## PROBLEM TO WORK ON
The answer must consist of the entries, copied exactly and in full.

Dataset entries
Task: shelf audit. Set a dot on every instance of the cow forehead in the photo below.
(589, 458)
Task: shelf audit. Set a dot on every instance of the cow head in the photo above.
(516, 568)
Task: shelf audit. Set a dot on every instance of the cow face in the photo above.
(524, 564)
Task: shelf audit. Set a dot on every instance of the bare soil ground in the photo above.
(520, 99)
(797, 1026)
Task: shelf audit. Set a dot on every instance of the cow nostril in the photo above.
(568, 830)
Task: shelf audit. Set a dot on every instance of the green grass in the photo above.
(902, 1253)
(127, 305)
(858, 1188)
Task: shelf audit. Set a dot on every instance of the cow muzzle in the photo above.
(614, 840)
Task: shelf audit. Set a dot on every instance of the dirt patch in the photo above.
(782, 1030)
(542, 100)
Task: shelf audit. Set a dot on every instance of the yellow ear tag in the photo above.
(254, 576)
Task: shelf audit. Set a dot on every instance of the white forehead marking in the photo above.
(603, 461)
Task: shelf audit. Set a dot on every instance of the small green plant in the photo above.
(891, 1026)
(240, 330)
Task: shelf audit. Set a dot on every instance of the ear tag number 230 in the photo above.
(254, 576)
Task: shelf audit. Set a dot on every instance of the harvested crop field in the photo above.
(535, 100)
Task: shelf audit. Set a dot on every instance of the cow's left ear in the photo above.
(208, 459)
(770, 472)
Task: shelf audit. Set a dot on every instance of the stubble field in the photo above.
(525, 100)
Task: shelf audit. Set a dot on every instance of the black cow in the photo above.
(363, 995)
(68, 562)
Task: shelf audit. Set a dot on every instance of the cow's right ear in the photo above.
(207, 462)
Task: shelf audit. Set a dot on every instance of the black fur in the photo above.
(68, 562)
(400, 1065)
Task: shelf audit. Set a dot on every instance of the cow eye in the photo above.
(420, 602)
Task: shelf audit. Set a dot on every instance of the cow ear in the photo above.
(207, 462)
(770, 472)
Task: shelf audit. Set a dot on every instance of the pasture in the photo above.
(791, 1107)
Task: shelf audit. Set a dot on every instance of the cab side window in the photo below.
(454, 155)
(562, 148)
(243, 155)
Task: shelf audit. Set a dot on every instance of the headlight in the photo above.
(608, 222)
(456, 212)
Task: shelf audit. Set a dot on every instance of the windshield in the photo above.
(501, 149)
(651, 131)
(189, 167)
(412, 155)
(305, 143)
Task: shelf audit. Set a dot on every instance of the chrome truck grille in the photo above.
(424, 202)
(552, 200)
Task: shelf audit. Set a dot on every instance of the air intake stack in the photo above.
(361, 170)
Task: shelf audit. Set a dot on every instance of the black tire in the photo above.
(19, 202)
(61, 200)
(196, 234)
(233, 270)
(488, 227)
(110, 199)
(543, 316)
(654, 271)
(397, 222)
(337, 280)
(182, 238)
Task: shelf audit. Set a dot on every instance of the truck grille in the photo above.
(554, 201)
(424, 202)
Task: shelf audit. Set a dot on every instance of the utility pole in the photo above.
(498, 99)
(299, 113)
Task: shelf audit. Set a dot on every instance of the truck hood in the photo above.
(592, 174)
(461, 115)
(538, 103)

## RESULT BELOW
Task: shelf audit. Set a dot on every instance of the cow forehead in the photo below.
(589, 458)
Task: shelf audit. Set a dot on every instance of the cow head in the photo above.
(516, 568)
Task: shelf audit. Set a dot on every instance of the cow face in the photo above.
(524, 564)
Task: shelf audit. Set a dot on every instance of the bare soil ground in the photo above.
(520, 99)
(797, 1026)
Task: shelf audit. Set a dot on every instance of the cow nostril in the photo above.
(568, 830)
Task: shelf audit. Set a dot on every instance of the green grass in the photo above.
(902, 1253)
(127, 305)
(858, 1188)
Task: shelf audit. Set a dot on every instance of the cow muzzle in the photo above.
(614, 840)
Task: shelf audit. Set a dot on every instance of the dirt patch in the photo above.
(782, 1030)
(542, 100)
Task: shelf audit. Set a dot on every instance of the yellow ear tag in the photo above.
(254, 576)
Task: shelf audit. Set a dot on every instance of the white forehead marking in the photo above.
(603, 461)
Task: shelf audit. Set a dot on every instance of the small green plant in the photo above.
(891, 1026)
(240, 330)
Task: shelf audit. Set a dot on every instance of the ear tag number 230 in the photo above.
(254, 576)
Task: shelf audit. Set a dot on every instance of the harvested crop field in the photo above.
(535, 100)
Task: shelf audit. Set a dot on every instance of the cow's left ear in the photo above.
(208, 459)
(770, 472)
Task: shelf audit. Set a dot on every instance of the stubble field in the photo above.
(525, 100)
Task: shelf audit. Set a dot on every instance of the black cow in the photo above.
(363, 995)
(68, 562)
Task: shelf audit. Set a dot on every instance of the cow's right ear in the photo above.
(207, 462)
Task: shelf audit. Set a dot on every instance of the black fur in the photo above.
(68, 562)
(400, 1065)
Task: shelf audit. Set a dot on every instance of the cow eye in the photo above.
(420, 602)
Task: shelf audit. Set a dot on every instance of the cow ear in the photo above.
(207, 462)
(770, 472)
Task: shelf audit. Set a dot on every instance of the pasture in the photo above.
(791, 1107)
Task: shelf audit. Set a dot on every instance of the cab side window in the photo below.
(454, 155)
(562, 148)
(243, 155)
Task: shelf audit. Set a dot on every instance of the headlight in the photo above.
(608, 222)
(456, 212)
Task: shelf audit. Set a dot on every instance of the windshield in the photo above.
(501, 149)
(651, 131)
(189, 167)
(412, 155)
(305, 143)
Task: shelf audit. Set a dot on every instance of the chrome truck grille in the photo above.
(424, 202)
(552, 200)
Task: shelf audit. Set a dot on every instance of the air intake stack in the photo above.
(361, 170)
Task: shelf audit. Set a dot on every instance of the black tire in the photo above.
(19, 202)
(61, 200)
(196, 234)
(233, 270)
(488, 227)
(110, 199)
(543, 316)
(654, 271)
(397, 222)
(337, 280)
(182, 238)
Task: shelf audit. Set a dot on every instance of the truck grille in the photo above.
(554, 201)
(424, 202)
Task: shelf audit. Set a dot on every instance of the utility pole in the photo above.
(498, 99)
(299, 113)
Task: shelf audit. Set a dot on every instance of the truck hood in the photo above.
(592, 174)
(461, 115)
(538, 103)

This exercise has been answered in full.